___ EXCERTO DO TEXTO

006 – Almoço e Continuação do Passeio por Shuhe

Não há inglês. Esqueçam o inglês. Ninguém fala inglês. Este menu tem imagens, já não é mau de todo. Há os que não têm. O serviços da guia aqui são essenciais. Deixei quase sempre ao seu critério a escolha do menu. O mais que podia dizer era se me apetecia carne, peixe, vegetais, arroz ou noodles (esparguete). O resto escolhia ela. No aeroporto de Pequim comi os meus primeiros noodles e já foi um sarilho explicar à rapariga que não os queria picantes. “Not spicy”. Ela colocou o seu smartphone à frente da minha cara para eu dizer “not spicy” ao telemóvel e ele traduzir. Fizeram-me isso várias vezes ao longo da viagem. Depois o telemóvel (ou a app) nunca percebe à primeira. Então eu repito. “Not spicy”. Aquilo lá traduziu e ela apontou-me para uma imagem no menu. Está bem, venham esses noodles. Deixa lá ver se o telemóvel traduziu bem. Os noodles são uma tigela com caldo e esparguete, ou com porco ou com vegetais. É raro haver de vaca, só encontrei uma vez, em Pequim, e nem tenho a certeza se o que comi era vaca. A alimentação na China, sem falar inglês, é uma autêntica aventura. Estes noodles no aeroporto eram de porco, com entrecosto, uma delícia. Nem uma gotinha ficou na tigela. Ainda hoje sonho com os noodles do aeroporto de Pequim, na verdade. Sempre com pauzinhos, claro. Esqueçam o garfo e a faca, isso também deixou de existir. Imaginem comer esparguete em caldo com pauzinhos. O que é certo é que habitualmente eu não deixava nada nas tigelas. Bebia sofregamente pela própria tigela, com muito barulho, como eles próprios fazem. Oh meus amigos, a gente não se atrapalha.

______

#### OBJETIVO 1
Extraia dos registos abaixo todas as linhas que contêm a palavra "helmet", copiando cada uma sem alterações.

___ INFORMAÇÃO APRESENTADA

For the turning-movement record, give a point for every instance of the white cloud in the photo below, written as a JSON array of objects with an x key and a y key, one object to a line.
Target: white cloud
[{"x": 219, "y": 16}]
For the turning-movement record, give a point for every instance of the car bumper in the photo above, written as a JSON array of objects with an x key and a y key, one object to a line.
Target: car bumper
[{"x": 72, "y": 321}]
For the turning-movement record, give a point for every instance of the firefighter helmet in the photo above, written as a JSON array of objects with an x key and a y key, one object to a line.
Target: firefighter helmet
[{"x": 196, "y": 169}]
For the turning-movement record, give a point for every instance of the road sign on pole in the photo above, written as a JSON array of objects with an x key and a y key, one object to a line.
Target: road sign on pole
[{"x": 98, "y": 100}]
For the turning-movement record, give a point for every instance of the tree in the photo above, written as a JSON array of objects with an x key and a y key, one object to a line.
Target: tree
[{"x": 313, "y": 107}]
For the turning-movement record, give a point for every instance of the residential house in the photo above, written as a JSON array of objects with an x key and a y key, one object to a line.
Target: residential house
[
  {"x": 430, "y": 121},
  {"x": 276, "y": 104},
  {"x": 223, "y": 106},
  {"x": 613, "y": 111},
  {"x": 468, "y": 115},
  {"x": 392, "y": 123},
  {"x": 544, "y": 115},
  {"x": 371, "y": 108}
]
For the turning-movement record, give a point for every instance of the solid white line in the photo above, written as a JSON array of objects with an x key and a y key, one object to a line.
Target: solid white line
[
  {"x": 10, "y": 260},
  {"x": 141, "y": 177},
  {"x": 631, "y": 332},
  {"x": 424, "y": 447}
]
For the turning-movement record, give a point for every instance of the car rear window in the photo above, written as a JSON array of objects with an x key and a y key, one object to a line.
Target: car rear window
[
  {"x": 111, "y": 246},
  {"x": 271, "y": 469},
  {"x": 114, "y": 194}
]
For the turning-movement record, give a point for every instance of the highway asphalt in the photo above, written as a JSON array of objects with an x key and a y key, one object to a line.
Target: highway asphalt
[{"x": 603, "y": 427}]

______

#### OBJETIVO 2
Volte a escrever na íntegra, sem qualquer alteração, o texto acima sobre o almoço em Shuhe.

#### RESULTADO COMPLETO 1
For the turning-movement record, give a point for every instance of the firefighter helmet in the photo above, written as a JSON array of objects with an x key and a y key, one object to a line.
Target: firefighter helmet

#### RESULTADO COMPLETO 2
006 – Almoço e Continuação do Passeio por Shuhe

Não há inglês. Esqueçam o inglês. Ninguém fala inglês. Este menu tem imagens, já não é mau de todo. Há os que não têm. O serviços da guia aqui são essenciais. Deixei quase sempre ao seu critério a escolha do menu. O mais que podia dizer era se me apetecia carne, peixe, vegetais, arroz ou noodles (esparguete). O resto escolhia ela. No aeroporto de Pequim comi os meus primeiros noodles e já foi um sarilho explicar à rapariga que não os queria picantes. “Not spicy”. Ela colocou o seu smartphone à frente da minha cara para eu dizer “not spicy” ao telemóvel e ele traduzir. Fizeram-me isso várias vezes ao longo da viagem. Depois o telemóvel (ou a app) nunca percebe à primeira. Então eu repito. “Not spicy”. Aquilo lá traduziu e ela apontou-me para uma imagem no menu. Está bem, venham esses noodles. Deixa lá ver se o telemóvel traduziu bem. Os noodles são uma tigela com caldo e esparguete, ou com porco ou com vegetais. É raro haver de vaca, só encontrei uma vez, em Pequim, e nem tenho a certeza se o que comi era vaca. A alimentação na China, sem falar inglês, é uma autêntica aventura. Estes noodles no aeroporto eram de porco, com entrecosto, uma delícia. Nem uma gotinha ficou na tigela. Ainda hoje sonho com os noodles do aeroporto de Pequim, na verdade. Sempre com pauzinhos, claro. Esqueçam o garfo e a faca, isso também deixou de existir. Imaginem comer esparguete em caldo com pauzinhos. O que é certo é que habitualmente eu não deixava nada nas tigelas. Bebia sofregamente pela própria tigela, com muito barulho, como eles próprios fazem. Oh meus amigos, a gente não se atrapalha.